• Belge
------------------------
Polonya’daki çocukluk yılları, Nazizm’den kaçış, savaş döneminde yaşadığı deneyimler ve sosyalizme duyduğu geçici inanç, anlatıda belirgin şekilde yer alıyor. Bu yaşanmışlıklar, onun sosyolojik bakışını şekillendiriyor. Göçlerle, sınırlarla, kimlik krizleriyle örülü hayatı, modernliğin çelişkilerini anlamasında etkili oluyor. Bauman, yerleşikliğin değil, hareketin ve geçiciliğin insan üzerindeki etkisini irdeliyor.

Kitap boyunca, özel olanla kamusal olan sürekli iç içe geçiyor. Bir birey olarak yaşadıklarıyla, teorik olarak ele aldığı kavramlar arasında sıkı bir bağ kuruluyor. Aile ilişkileri, akademik çevrelerle hesaplaşmaları, Doğu Avrupa’nın çelişkili siyaset iklimi ve Batı’daki entelektüel hayatın yüzeysel yönleri üzerine kişisel notlar aktarıyor. Bauman, bu parçalı yapı sayesinde hem kendini açıyor hem de düşünsel mirasını sorguluyor.

  • Künye: Zygmunt Bauman – Parçalar Halinde Hayatım, çeviren: Akın Emre Pilgir, Ayrıntı Yayınları, anı, 240 sayfa, 2025

Zygmunt Bauman, Keith Tester – Bauman ile Sohbetler (2025)

Zygmunt Bauman ile Keith Tester’in söyleşilerini bir araya getiren bu kitap, modern toplumun kırılgan yapısını, bireyin çağdaş dünyadaki konumunu ve değişen değer sistemlerini derinlemesine inceleyen bir diyalog. Bauman’ın sosyolojik bakışı, Tester’in dikkatli ve sezgisel sorularıyla yön buluyor; bu söyleşilerde modernlik, postmodernlik, etik, kimlik ve toplumsal sorumluluk gibi ana kavramlar canlı ve samimi bir dille tartışılıyor.

Bauman, modern dünyanın bireyi özgürleştirme vaadini sorgularken, bu özgürlüğün aynı zamanda yalnızlık, güvencesizlik ve sürekli seçim baskısıyla örülü olduğunu vurguluyor. “Akışkan modernlik” kavramını ayrıntılandırırken, bireyin sabit kimliklerden uzaklaşarak sürekli kendini yeniden inşa etmek zorunda kaldığını, bunun da insanı köksüz ve tedirgin bir varlık hâline getirdiğini dile getiriyor. Bu bağlamda tüketim toplumunun birey üzerindeki etkisi, artık yalnızca ekonomik değil, varoluşsal bir mesele olarak ele alınıyor.
------------------------
• Bir kayıt dizisi
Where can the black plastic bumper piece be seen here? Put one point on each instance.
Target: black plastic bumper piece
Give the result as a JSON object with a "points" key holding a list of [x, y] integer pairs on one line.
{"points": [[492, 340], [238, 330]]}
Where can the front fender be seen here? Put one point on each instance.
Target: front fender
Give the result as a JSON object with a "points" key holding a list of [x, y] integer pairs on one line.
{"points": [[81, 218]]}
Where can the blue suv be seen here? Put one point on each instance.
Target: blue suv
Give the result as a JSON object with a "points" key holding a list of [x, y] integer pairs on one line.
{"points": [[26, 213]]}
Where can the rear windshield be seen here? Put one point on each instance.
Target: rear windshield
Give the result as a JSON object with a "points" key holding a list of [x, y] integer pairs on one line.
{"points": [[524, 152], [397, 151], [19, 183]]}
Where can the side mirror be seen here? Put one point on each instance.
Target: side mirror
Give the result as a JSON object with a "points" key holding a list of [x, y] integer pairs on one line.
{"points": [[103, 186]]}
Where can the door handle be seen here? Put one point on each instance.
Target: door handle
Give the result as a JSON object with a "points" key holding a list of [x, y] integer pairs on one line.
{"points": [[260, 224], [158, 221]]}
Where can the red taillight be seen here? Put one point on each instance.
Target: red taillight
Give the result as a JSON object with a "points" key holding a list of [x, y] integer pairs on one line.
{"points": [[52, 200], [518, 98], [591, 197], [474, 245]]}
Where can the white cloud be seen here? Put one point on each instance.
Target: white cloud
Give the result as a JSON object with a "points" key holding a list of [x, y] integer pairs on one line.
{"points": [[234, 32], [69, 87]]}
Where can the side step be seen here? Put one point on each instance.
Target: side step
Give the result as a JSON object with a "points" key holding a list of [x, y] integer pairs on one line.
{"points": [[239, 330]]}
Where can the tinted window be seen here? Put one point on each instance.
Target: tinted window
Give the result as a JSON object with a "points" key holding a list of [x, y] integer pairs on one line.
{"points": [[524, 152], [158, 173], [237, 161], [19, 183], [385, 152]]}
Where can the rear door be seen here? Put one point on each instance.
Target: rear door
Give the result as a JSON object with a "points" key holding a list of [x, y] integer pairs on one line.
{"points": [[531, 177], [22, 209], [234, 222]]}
------------------------
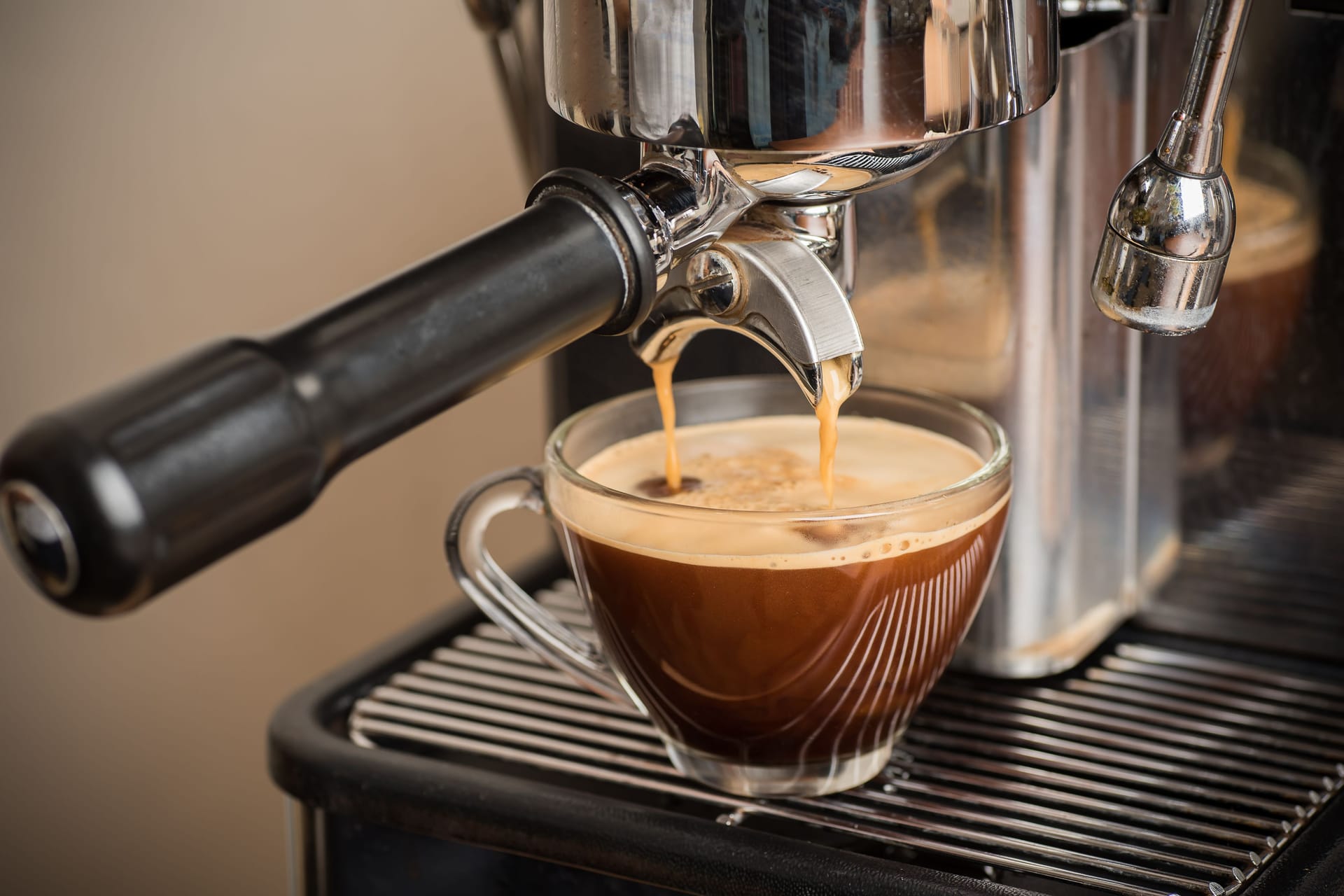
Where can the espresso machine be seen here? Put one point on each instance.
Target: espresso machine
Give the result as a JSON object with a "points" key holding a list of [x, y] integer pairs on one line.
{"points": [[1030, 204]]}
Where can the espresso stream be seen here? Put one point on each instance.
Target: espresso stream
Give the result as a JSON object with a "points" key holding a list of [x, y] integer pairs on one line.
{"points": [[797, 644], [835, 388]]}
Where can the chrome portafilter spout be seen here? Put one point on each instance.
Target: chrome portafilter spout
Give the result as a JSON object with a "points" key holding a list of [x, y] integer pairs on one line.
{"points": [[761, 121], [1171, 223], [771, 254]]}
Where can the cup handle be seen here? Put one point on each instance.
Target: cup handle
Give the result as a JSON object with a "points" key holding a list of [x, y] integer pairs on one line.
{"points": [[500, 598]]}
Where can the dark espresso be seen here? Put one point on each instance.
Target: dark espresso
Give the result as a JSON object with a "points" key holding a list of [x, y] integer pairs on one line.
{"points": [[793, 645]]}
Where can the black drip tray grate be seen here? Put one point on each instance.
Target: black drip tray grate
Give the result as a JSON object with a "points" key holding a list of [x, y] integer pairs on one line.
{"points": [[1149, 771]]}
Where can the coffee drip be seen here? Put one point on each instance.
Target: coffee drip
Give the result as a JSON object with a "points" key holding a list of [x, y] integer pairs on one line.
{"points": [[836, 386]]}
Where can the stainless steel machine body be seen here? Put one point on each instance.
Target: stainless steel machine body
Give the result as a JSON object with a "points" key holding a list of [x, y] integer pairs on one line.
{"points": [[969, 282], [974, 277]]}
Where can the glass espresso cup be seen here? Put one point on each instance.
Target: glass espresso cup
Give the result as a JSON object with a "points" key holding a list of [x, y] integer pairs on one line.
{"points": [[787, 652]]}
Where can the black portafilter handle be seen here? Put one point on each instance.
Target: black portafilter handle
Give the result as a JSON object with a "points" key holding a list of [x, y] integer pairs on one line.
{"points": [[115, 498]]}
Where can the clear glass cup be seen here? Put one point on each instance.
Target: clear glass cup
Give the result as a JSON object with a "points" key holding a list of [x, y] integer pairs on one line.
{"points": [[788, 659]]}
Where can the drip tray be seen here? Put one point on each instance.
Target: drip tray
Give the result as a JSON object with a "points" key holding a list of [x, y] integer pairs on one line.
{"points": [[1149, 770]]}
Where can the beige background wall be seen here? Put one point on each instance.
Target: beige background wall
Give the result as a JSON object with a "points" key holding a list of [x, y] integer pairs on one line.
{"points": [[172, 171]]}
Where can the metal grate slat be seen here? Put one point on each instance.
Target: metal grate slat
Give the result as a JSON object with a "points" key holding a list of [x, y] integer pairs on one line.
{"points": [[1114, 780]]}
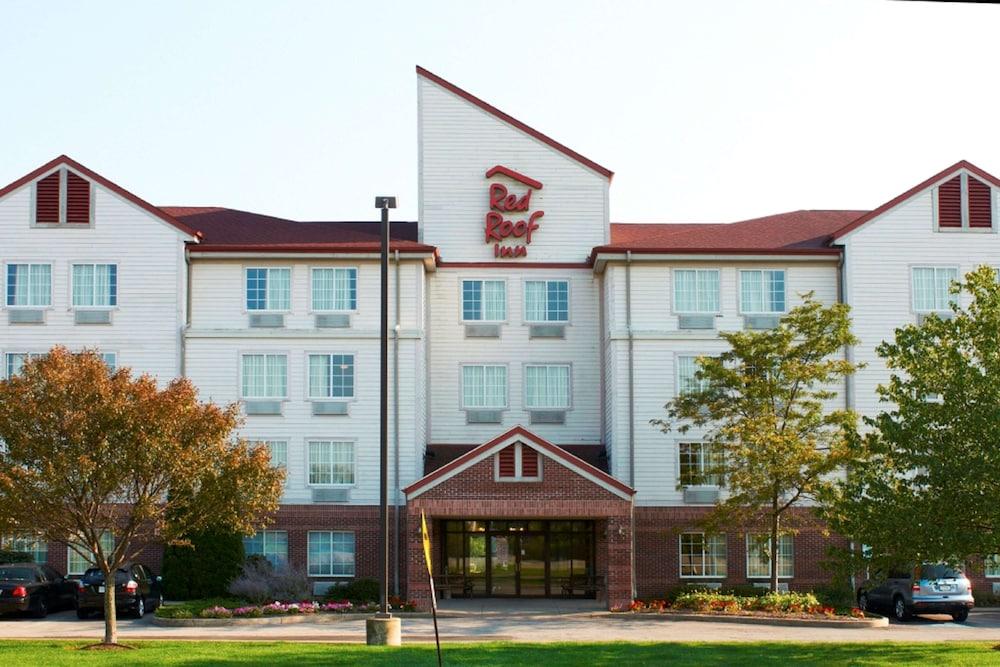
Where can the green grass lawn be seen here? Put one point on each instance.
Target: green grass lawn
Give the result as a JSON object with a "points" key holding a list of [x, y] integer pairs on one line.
------------------------
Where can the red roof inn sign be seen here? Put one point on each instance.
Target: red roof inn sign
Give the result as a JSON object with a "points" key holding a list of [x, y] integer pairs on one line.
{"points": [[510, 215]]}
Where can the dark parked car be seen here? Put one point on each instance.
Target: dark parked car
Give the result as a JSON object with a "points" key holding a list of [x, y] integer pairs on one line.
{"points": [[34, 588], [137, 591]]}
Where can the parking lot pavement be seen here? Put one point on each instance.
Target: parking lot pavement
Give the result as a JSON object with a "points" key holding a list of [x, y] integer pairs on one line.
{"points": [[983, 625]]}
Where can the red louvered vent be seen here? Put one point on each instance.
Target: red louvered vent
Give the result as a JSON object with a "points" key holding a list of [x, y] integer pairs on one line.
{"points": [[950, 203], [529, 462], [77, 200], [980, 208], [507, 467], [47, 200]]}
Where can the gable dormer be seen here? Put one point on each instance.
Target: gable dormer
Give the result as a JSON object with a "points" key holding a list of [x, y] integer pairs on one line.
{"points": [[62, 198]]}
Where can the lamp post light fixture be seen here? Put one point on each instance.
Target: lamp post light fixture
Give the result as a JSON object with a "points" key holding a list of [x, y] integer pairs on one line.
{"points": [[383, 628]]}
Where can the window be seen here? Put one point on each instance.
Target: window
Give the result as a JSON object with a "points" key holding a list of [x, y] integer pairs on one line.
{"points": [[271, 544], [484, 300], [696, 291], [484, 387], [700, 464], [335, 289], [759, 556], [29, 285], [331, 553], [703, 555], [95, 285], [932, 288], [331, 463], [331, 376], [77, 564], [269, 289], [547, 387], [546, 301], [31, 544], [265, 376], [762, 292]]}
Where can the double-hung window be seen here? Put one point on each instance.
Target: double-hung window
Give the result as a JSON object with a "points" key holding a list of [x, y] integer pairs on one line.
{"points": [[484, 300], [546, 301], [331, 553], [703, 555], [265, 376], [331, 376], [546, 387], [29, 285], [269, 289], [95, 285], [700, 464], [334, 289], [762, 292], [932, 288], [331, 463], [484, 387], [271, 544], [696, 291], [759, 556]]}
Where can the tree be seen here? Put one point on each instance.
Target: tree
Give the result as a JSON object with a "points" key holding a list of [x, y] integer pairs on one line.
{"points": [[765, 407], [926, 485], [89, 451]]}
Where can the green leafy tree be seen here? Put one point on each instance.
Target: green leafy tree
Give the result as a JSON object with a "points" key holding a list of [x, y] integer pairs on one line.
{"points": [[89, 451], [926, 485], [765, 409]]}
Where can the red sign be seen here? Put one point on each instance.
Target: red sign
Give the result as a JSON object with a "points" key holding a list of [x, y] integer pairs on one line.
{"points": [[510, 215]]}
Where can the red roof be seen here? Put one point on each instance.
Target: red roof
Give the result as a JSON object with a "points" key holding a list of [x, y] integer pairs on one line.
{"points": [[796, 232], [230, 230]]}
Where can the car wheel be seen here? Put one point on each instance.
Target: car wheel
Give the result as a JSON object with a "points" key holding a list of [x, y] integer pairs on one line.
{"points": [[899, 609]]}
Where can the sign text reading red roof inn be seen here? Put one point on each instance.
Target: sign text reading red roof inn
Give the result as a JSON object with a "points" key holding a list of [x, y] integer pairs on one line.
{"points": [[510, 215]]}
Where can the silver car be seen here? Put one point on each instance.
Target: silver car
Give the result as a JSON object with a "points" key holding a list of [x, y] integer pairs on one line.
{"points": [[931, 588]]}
------------------------
• Yazılı görevler
• A. Bauman kitapları hakkındaki yazının "Polonya’daki çocukluk yılları, Nazizm’den" sözleriyle başlayıp "düşünsel mirasını sorguluyor." sözleriyle biten bölümünü, "kimlik krizleriyle" yerine "aidiyet sorunlarıyla" koyarak yeniden yazın.
• B. Bauman kitapları hakkındaki yazıyı son cümlesinden sonra devam ettirin.

• Görev yanıtları
• A.
Polonya’daki çocukluk yılları, Nazizm’den kaçış, savaş döneminde yaşadığı deneyimler ve sosyalizme duyduğu geçici inanç, anlatıda belirgin şekilde yer alıyor. Bu yaşanmışlıklar, onun sosyolojik bakışını şekillendiriyor. Göçlerle, sınırlarla, aidiyet sorunlarıyla örülü hayatı, modernliğin çelişkilerini anlamasında etkili oluyor. Bauman, yerleşikliğin değil, hareketin ve geçiciliğin insan üzerindeki etkisini irdeliyor.

Kitap boyunca, özel olanla kamusal olan sürekli iç içe geçiyor. Bir birey olarak yaşadıklarıyla, teorik olarak ele aldığı kavramlar arasında sıkı bir bağ kuruluyor. Aile ilişkileri, akademik çevrelerle hesaplaşmaları, Doğu Avrupa’nın çelişkili siyaset iklimi ve Batı’daki entelektüel hayatın yüzeysel yönleri üzerine kişisel notlar aktarıyor. Bauman, bu parçalı yapı sayesinde hem kendini açıyor hem de düşünsel mirasını sorguluyor.

• B.
Tester ile olan söyleşilerde Bauman, etik sorumluluğu da merkeze alıyor. Bireyin ötekiyle kurduğu ilişki, özgürlükle sorumluluk arasındaki gerilim ve insanlığın ortak kaderi üzerine yaptığı yorumlar, kitabın en dokunaklı bölümlerini oluşturuyor. Etik, onun için sistemin değil, bireysel vicdanın ve karşılaşmanın alanıdır. Bu nedenle Bauman, modern kurumların insanı anonimleştiren doğasına karşı kişisel sorumluluğu savunuyor.

‘Bauman ile Sohbetler’ (‘Conversations with Zygmunt Bauman’) , Bauman’ın sadece bir düşünür olarak değil, aynı zamanda bir tanık olarak konuştuğu bir zemin sunuyor. Nazizm, Holokost, göç ve küreselleşme gibi tarihsel travmalar üzerinden bireyin tarih karşısındaki çaresizliğini ve direncini işliyor. Kitap, sadece sosyolojiye değil, çağımızın insani durumuna dair derinlikli bir iç görü sunan bir söyleşi kitabı.

  • Künye: Zygmunt Bauman, Keith Tester – Bauman ile Sohbetler, çeviren: Akın Emre Pilgir, Ayrıntı Yayınları, söyleşi, 192 sayfa, 2025

Gilbert Achcar – Gazze Felaketi (2025)

Gilbert Achcar’ın bu kitabı, Gazze’deki çatışmayı ve İsrail’in eylemlerini “soykırım” kavramı çerçevesinde, geniş bir tarihsel bağlam içinde inceliyor. ‘Gazze Felaketi: Soykırımı Tarihsel Perspektiften Okumak’ (‘The Gaza Catastrophe: The Genocide in World Historical Perspective’), bu çatışmanın köklerini modern siyasi tarihe, sömürgecilik sonrası döneme ve uluslararası güç dengelerine dayandırarak, olayın sadece bölgesel bir sorun olmadığını, küresel bir adalet ve insan hakları meselesi olduğunu savunuyor. Kitap, Gazze’deki insani krizin, uluslararası hukukun ve ahlaki sorumluluğun nasıl göz ardı edildiğini eleştirel bir dille ortaya koyuyor.

Achcar, “soykırım” terimini kullanırken, bunun sadece fiziksel yok etmeyi değil, aynı zamanda bir grubun yaşam koşullarını kasıtlı olarak yaşanmaz hale getirmeyi de kapsayan uluslararası hukuktaki tanımına atıfta bulunuyor. Gazze’nin abluka altındaki durumu, halkının maruz kaldığı şiddet, yerinden edilme ve temel yaşam kaynaklarına erişim kısıtlamaları gibi faktörleri, bu tanım çerçevesinde değerlendiriyor. Yazar, bu durumun, Filistin halkına yönelik uzun süreli bir baskı ve mülksüzleştirme politikasının bir devamı olduğunu ileri sürüyor.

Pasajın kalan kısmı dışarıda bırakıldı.